### DIRECTIONS FOR THIS TASK
Pull out each of the lines below that contains the word "clicks" and copy them as they appear.

### INPUT RECORDS
● ● ● ● ●
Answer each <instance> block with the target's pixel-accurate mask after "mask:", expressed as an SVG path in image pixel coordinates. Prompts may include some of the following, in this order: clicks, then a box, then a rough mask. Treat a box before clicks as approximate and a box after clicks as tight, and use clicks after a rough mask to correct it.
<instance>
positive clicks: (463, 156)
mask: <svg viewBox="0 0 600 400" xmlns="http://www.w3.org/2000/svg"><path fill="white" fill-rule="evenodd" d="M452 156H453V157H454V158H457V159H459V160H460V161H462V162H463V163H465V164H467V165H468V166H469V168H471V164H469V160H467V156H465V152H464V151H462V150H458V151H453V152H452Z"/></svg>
● ● ● ● ●
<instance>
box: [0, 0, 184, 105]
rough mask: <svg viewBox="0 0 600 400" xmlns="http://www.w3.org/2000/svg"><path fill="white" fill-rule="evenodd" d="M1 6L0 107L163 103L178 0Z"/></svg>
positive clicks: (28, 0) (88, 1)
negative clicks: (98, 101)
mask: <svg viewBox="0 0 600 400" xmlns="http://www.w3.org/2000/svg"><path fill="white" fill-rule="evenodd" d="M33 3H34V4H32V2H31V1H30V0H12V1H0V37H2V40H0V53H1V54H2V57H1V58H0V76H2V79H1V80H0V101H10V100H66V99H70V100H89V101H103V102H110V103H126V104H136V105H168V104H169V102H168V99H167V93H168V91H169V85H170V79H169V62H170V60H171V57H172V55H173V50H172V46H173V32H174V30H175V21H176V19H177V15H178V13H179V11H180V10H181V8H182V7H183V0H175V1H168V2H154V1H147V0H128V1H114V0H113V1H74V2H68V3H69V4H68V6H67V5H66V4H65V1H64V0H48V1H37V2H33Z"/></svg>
● ● ● ● ●
### EXERCISE RESPONSE
Answer each <instance> block with the target's pixel-accurate mask after "mask:", expressed as an SVG path in image pixel coordinates. Prompts may include some of the following, in this order: clicks, then a box, then a rough mask. Treat a box before clicks as approximate and a box after clicks as tight, and use clicks after a rough mask to correct it.
positive clicks: (463, 156)
positive clicks: (28, 0) (88, 1)
negative clicks: (98, 101)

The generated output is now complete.